What to work on =>
All lines from the one with "Task: point out each instance of the wooden podium" to the end of the data: return those exactly, and only those.

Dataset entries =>
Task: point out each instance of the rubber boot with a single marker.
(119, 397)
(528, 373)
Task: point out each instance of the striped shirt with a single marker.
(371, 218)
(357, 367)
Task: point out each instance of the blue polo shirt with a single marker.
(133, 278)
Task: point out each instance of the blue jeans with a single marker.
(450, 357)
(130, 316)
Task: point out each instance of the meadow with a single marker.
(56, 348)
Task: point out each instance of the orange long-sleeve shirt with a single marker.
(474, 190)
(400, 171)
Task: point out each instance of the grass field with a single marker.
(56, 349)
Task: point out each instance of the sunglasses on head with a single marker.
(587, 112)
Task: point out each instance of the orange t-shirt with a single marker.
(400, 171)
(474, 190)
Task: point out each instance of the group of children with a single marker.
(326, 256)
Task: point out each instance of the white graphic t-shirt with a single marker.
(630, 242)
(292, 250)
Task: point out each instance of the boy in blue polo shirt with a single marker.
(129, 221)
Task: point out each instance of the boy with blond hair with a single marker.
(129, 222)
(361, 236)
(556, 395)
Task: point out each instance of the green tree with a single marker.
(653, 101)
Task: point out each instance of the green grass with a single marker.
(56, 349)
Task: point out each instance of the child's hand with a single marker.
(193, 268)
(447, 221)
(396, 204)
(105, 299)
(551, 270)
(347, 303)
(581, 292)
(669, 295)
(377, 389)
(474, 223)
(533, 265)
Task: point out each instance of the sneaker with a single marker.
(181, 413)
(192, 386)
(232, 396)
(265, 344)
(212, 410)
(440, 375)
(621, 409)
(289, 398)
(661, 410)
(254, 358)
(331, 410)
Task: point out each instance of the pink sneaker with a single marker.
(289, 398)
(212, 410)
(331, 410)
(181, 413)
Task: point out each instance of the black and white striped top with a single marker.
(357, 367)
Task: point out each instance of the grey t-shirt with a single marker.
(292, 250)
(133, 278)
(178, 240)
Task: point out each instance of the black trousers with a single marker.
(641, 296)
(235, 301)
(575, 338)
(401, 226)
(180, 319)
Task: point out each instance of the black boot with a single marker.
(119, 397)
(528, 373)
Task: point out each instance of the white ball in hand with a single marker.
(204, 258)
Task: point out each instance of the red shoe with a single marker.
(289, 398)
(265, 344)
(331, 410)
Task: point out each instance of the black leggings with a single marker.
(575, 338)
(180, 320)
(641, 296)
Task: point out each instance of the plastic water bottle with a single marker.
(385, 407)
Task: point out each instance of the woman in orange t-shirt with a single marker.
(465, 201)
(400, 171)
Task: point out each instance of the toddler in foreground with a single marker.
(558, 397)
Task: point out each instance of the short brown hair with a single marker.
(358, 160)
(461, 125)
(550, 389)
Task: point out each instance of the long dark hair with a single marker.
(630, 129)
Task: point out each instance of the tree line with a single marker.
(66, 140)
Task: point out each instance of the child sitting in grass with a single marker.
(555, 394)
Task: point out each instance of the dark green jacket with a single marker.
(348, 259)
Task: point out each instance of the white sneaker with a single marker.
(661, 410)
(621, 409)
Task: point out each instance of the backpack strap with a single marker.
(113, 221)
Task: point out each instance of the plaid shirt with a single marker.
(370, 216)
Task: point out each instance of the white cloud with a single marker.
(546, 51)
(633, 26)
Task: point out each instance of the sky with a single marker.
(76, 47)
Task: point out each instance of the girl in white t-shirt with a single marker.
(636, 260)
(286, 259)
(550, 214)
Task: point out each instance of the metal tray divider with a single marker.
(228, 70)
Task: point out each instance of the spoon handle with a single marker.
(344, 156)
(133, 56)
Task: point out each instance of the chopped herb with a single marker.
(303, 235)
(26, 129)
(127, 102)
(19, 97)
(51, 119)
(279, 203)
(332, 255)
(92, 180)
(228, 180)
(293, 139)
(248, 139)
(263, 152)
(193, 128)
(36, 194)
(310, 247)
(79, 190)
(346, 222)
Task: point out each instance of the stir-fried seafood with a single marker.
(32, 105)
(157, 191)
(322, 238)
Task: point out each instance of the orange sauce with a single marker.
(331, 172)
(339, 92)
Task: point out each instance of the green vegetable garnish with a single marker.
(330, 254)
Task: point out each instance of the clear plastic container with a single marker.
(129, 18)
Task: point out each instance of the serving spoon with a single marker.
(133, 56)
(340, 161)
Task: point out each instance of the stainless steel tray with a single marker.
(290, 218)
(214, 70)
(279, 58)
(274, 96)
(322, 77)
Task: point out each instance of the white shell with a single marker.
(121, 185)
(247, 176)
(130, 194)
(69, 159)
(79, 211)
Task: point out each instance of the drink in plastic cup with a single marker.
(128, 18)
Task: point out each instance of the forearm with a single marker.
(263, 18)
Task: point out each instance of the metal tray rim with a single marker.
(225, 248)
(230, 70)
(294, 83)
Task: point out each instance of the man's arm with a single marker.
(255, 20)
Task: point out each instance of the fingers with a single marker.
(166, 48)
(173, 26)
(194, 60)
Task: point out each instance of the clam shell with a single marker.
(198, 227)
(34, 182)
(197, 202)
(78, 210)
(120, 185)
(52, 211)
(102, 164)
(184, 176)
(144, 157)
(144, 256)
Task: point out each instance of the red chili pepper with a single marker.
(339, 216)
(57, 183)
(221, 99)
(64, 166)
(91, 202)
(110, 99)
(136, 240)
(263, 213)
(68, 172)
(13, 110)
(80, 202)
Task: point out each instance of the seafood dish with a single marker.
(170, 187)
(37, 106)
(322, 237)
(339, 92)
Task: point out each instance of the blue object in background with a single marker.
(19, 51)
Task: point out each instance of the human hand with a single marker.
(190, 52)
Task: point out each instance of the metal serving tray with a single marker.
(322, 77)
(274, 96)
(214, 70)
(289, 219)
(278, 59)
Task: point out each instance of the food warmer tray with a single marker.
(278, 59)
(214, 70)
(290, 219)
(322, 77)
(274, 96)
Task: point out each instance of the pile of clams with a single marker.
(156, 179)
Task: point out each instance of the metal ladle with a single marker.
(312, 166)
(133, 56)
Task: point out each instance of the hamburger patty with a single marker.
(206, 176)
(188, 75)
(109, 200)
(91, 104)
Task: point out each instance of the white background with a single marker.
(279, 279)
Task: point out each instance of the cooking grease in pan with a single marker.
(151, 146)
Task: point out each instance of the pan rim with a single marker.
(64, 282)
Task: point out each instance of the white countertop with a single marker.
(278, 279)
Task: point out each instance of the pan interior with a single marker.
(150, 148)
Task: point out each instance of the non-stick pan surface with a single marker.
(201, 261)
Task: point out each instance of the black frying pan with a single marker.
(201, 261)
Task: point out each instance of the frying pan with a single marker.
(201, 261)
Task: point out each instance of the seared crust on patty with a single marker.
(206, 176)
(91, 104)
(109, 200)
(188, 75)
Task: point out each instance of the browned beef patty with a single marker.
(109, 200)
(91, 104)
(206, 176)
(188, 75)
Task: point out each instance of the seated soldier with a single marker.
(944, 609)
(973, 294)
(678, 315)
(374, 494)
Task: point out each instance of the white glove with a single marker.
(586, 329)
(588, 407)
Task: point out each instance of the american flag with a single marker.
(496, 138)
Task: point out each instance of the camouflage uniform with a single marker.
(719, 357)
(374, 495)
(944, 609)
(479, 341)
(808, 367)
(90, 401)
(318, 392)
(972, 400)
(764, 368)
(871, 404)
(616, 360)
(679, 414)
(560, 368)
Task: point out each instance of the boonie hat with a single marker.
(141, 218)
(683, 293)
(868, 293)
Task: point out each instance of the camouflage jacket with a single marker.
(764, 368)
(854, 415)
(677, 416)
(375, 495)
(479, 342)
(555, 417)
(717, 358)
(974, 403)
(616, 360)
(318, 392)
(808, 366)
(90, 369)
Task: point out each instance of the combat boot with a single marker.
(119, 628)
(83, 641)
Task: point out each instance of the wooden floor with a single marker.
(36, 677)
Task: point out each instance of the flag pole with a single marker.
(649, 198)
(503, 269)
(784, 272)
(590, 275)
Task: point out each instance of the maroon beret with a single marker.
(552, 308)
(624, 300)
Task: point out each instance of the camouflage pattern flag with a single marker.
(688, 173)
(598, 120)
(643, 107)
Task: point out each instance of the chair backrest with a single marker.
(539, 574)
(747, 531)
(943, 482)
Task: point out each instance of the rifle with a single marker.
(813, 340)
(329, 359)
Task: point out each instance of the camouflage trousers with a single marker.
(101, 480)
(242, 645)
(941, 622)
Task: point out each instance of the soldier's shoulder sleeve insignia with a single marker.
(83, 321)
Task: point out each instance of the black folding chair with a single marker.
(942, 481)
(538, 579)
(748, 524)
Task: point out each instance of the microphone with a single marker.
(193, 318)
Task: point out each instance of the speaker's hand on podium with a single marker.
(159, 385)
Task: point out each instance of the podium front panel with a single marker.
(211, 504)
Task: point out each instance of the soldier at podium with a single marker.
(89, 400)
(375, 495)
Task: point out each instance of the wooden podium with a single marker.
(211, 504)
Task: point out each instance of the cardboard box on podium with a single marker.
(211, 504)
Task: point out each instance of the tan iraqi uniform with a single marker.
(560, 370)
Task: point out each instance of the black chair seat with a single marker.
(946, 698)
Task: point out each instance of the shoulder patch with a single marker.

Result of the task =>
Task: point out each instance of the wooden podium with a single marker.
(211, 504)
Task: point out each instance of the cardboard box on podium with a single marker.
(211, 504)
Task: point out each instance of the tan iraqi uniform with a single marker.
(560, 370)
Task: point out each instance of the black chair seat with a single marker.
(946, 698)
Task: point out each instance of the shoulder patch with a single marker.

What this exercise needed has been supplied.